| DIRECTIVE |
Render the lines starting at the one containing "Exercise. Point out the black shorts" and ending at the one containing "point(325, 5)" as a numbered list, leaving out blank lines.

| RECORDS FOR THE EXERCISE |

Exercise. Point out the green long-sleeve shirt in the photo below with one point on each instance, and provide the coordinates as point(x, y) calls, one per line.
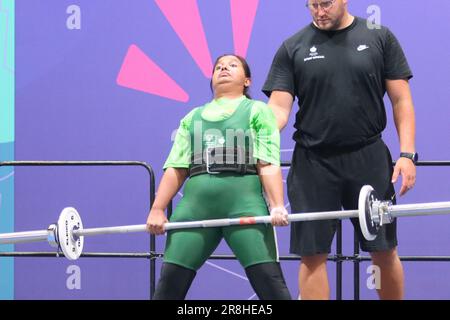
point(265, 133)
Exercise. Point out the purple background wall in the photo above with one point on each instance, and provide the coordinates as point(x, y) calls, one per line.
point(70, 107)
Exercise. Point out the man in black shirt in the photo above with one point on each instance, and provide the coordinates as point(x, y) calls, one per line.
point(340, 69)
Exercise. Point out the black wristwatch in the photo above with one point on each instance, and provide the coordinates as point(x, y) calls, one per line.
point(414, 157)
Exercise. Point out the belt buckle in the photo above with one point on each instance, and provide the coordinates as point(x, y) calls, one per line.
point(208, 160)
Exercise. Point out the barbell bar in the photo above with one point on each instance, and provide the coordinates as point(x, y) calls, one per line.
point(68, 233)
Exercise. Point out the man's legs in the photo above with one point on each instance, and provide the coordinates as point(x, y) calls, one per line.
point(391, 272)
point(313, 278)
point(377, 171)
point(313, 185)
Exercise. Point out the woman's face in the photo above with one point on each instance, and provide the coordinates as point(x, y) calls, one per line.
point(230, 74)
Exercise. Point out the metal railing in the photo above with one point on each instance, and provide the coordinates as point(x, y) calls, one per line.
point(338, 257)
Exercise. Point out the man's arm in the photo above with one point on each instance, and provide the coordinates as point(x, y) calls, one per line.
point(400, 95)
point(281, 104)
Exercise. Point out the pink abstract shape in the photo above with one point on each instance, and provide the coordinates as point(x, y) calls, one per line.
point(184, 17)
point(139, 72)
point(243, 16)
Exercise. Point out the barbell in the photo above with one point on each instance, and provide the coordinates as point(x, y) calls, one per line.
point(68, 233)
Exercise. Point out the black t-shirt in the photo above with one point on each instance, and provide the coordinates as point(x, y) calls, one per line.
point(339, 80)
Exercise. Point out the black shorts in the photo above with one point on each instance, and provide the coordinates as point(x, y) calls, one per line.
point(331, 180)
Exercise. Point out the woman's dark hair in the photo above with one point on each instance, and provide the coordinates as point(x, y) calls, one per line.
point(245, 65)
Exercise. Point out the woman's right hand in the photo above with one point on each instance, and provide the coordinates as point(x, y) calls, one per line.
point(155, 221)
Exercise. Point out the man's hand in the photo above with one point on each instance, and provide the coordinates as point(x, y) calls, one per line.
point(155, 221)
point(406, 168)
point(279, 216)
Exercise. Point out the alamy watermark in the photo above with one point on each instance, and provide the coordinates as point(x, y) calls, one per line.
point(73, 21)
point(374, 280)
point(73, 281)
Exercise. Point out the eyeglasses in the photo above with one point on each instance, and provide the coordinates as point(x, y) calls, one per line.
point(325, 5)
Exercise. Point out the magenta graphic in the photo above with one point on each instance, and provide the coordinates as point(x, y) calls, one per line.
point(139, 72)
point(184, 17)
point(243, 16)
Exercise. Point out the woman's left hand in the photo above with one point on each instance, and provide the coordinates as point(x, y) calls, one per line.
point(279, 216)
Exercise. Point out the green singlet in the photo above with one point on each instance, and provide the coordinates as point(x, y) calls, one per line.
point(224, 195)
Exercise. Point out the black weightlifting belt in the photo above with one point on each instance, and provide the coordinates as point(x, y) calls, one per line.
point(220, 159)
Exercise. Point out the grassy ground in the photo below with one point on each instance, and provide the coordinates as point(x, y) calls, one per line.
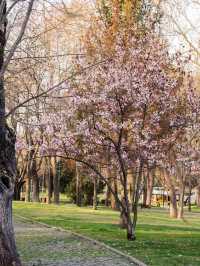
point(160, 240)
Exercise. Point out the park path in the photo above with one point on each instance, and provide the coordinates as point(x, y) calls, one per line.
point(42, 246)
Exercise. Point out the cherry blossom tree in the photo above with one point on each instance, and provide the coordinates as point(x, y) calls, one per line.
point(129, 106)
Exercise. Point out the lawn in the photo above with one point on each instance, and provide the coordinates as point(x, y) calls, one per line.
point(160, 240)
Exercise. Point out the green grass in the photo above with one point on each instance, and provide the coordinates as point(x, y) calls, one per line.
point(160, 240)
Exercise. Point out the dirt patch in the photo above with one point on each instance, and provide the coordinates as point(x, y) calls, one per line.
point(42, 246)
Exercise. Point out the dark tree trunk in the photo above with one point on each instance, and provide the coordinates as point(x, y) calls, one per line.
point(8, 251)
point(56, 182)
point(49, 182)
point(95, 194)
point(114, 203)
point(17, 190)
point(198, 195)
point(36, 188)
point(173, 203)
point(107, 200)
point(28, 189)
point(181, 201)
point(78, 187)
point(189, 197)
point(150, 180)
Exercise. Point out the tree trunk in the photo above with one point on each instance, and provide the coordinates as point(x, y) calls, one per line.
point(17, 190)
point(114, 203)
point(78, 188)
point(126, 223)
point(144, 200)
point(36, 188)
point(108, 195)
point(49, 182)
point(173, 203)
point(150, 180)
point(56, 182)
point(181, 201)
point(137, 195)
point(189, 197)
point(95, 194)
point(8, 253)
point(198, 196)
point(28, 189)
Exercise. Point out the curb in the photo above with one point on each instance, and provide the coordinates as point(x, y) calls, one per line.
point(96, 242)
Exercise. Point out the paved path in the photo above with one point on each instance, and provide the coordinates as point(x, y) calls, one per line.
point(42, 246)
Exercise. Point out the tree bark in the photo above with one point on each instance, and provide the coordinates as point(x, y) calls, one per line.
point(198, 196)
point(150, 180)
point(56, 182)
point(95, 194)
point(78, 188)
point(28, 189)
point(181, 201)
point(8, 251)
point(173, 203)
point(36, 188)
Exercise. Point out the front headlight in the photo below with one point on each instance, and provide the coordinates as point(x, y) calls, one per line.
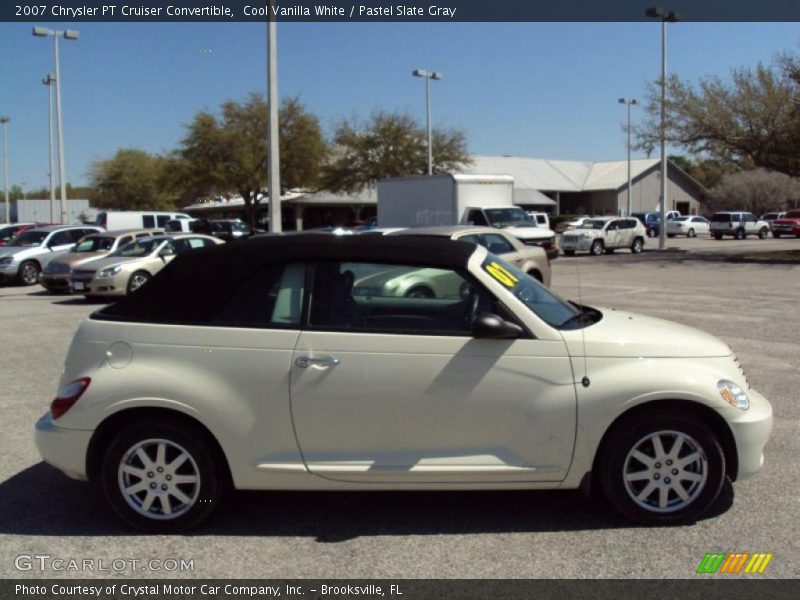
point(110, 271)
point(733, 394)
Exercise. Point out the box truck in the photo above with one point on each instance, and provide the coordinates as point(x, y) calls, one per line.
point(459, 200)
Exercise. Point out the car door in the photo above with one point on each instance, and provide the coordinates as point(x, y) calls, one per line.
point(612, 235)
point(388, 389)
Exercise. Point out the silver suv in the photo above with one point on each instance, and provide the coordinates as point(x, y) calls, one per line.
point(24, 257)
point(737, 224)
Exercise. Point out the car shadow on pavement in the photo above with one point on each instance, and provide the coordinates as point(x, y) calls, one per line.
point(42, 501)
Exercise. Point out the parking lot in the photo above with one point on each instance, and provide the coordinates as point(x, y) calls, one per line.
point(752, 307)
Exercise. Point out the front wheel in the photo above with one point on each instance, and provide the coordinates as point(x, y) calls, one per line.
point(666, 468)
point(28, 273)
point(161, 478)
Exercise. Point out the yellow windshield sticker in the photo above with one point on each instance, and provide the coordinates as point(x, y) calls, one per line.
point(502, 274)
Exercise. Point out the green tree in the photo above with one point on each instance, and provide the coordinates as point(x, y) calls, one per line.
point(228, 152)
point(389, 145)
point(132, 180)
point(759, 191)
point(750, 119)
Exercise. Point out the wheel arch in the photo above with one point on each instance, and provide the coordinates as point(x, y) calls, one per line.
point(702, 412)
point(108, 429)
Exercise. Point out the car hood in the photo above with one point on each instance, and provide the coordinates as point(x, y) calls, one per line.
point(530, 233)
point(629, 335)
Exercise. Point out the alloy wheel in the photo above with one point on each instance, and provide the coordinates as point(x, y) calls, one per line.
point(159, 479)
point(665, 471)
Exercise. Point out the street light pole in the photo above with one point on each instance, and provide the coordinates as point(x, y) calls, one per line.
point(629, 102)
point(49, 80)
point(4, 120)
point(274, 171)
point(69, 34)
point(428, 75)
point(665, 17)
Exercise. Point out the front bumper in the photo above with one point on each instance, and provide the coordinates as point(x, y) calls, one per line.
point(65, 449)
point(751, 429)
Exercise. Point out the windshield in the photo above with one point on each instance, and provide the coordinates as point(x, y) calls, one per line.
point(138, 248)
point(542, 302)
point(509, 217)
point(592, 224)
point(94, 244)
point(29, 239)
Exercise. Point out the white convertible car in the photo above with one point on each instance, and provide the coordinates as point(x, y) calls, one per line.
point(275, 376)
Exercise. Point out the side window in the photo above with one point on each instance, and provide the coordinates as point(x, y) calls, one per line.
point(273, 297)
point(61, 238)
point(476, 217)
point(497, 244)
point(401, 299)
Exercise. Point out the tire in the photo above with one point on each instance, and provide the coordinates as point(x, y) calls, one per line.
point(420, 291)
point(137, 280)
point(28, 273)
point(124, 468)
point(649, 494)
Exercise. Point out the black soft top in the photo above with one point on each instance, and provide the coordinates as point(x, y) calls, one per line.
point(197, 284)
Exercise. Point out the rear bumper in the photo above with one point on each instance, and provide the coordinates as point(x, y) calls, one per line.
point(65, 449)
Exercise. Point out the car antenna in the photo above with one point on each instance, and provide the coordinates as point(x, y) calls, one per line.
point(585, 380)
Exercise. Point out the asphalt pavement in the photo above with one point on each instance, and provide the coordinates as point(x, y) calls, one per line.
point(754, 308)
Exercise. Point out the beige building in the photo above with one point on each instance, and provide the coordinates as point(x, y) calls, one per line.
point(582, 187)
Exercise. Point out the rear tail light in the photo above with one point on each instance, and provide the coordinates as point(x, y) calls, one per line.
point(68, 395)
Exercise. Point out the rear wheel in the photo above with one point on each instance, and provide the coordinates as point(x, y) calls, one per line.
point(665, 468)
point(162, 478)
point(28, 272)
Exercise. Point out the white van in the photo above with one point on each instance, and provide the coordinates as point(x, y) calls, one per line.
point(131, 219)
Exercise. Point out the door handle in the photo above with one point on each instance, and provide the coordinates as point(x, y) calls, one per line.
point(307, 361)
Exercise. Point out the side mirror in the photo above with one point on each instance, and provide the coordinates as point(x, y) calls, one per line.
point(490, 326)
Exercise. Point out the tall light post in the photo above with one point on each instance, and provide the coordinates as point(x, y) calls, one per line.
point(428, 75)
point(274, 169)
point(4, 121)
point(49, 80)
point(68, 34)
point(629, 102)
point(665, 17)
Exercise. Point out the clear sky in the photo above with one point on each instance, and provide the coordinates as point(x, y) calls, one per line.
point(546, 90)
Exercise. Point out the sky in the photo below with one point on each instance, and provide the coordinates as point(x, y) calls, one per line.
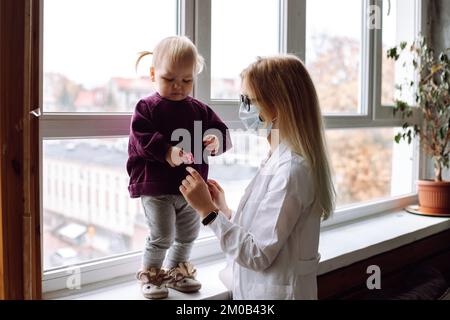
point(92, 40)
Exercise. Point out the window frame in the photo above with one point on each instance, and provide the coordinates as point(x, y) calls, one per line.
point(195, 16)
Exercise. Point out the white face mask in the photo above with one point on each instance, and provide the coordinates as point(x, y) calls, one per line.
point(249, 115)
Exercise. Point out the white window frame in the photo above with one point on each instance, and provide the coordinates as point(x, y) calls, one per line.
point(195, 16)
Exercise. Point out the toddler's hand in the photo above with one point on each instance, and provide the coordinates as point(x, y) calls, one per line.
point(211, 144)
point(176, 156)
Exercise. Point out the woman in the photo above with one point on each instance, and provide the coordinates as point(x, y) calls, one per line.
point(273, 237)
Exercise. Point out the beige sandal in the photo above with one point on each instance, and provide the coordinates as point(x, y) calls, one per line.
point(153, 283)
point(182, 278)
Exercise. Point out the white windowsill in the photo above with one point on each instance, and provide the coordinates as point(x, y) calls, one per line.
point(340, 246)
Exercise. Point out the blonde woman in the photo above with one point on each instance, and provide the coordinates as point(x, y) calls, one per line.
point(272, 239)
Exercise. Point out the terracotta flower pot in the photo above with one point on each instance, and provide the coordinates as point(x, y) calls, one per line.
point(434, 197)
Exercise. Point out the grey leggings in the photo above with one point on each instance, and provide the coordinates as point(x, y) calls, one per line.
point(173, 224)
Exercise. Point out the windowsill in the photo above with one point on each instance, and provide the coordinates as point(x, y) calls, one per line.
point(340, 246)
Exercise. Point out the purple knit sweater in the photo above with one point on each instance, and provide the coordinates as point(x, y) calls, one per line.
point(154, 120)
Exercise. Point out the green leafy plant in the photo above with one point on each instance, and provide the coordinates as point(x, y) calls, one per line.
point(432, 101)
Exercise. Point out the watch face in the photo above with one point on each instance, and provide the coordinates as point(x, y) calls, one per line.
point(209, 218)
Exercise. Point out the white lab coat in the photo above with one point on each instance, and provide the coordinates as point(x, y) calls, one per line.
point(272, 239)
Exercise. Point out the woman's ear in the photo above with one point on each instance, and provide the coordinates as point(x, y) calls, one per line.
point(152, 74)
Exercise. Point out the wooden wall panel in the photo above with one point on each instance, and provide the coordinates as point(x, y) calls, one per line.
point(19, 141)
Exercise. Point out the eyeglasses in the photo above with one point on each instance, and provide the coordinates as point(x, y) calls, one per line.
point(246, 101)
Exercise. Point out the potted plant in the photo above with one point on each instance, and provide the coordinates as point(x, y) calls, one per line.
point(432, 102)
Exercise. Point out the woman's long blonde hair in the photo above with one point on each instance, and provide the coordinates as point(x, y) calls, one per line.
point(176, 49)
point(283, 88)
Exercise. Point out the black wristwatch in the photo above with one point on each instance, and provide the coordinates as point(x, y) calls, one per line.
point(210, 217)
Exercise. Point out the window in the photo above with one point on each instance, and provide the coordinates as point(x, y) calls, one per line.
point(237, 38)
point(90, 88)
point(398, 17)
point(89, 52)
point(368, 164)
point(333, 53)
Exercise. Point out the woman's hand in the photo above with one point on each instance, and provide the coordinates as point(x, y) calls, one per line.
point(195, 190)
point(176, 156)
point(211, 143)
point(218, 196)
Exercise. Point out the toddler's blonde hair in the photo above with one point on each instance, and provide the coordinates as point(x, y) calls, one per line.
point(178, 49)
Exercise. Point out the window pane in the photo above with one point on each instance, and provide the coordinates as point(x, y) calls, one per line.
point(399, 25)
point(389, 36)
point(90, 48)
point(369, 165)
point(333, 49)
point(88, 213)
point(240, 31)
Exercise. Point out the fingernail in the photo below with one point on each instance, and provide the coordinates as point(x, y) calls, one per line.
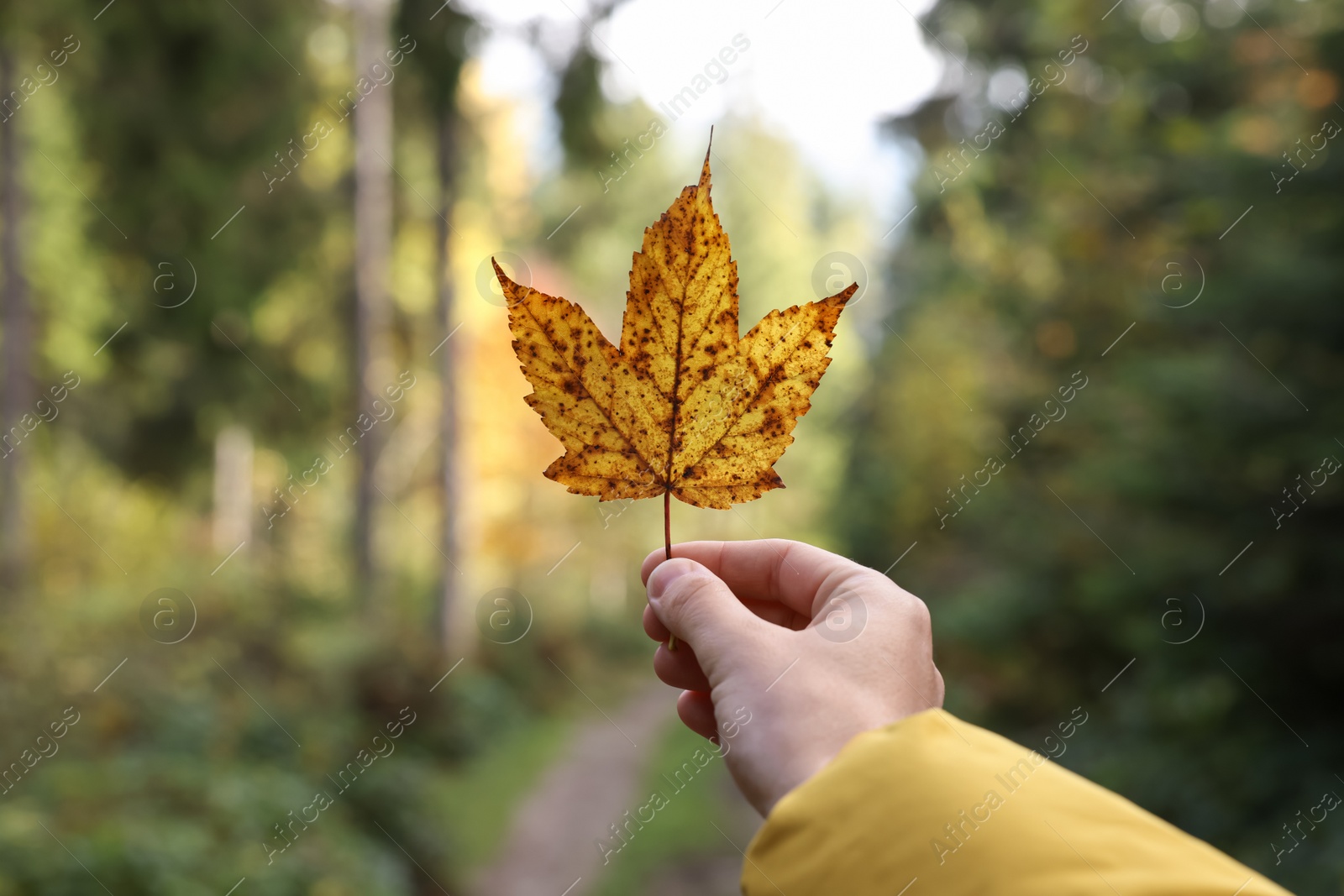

| RESULT |
1. Exercise. Point out the black shorts in the photo above with one point on each instance, and provide the coordinates as point(x, y) calls, one per line.
2. point(331, 180)
3. Exercise. Point out the woman's dark hair in the photo above with one point on each instance, and provide the coordinates as point(x, y) calls, one per line.
4. point(245, 65)
5. Exercise. Point out the woman's right hand in the photo above with one point on each instance, and provide the coordinates as point(x, y) calls, one per line.
6. point(155, 221)
7. Exercise. Point out the man's hand in the photo above with one point on each instance, and provide the coordinates as point(x, y) calls, one per line.
8. point(155, 221)
9. point(406, 168)
10. point(279, 216)
11. Exercise. Point out the alamy watermark in the photo above with one point on each instance, and provide the coordinates as point(x, y) calls, one per line.
12. point(73, 21)
13. point(374, 280)
14. point(73, 281)
15. Exercise. Point out the eyeglasses in the photo above with one point on each instance, and provide the coordinates as point(x, y) calls, one per line.
16. point(325, 5)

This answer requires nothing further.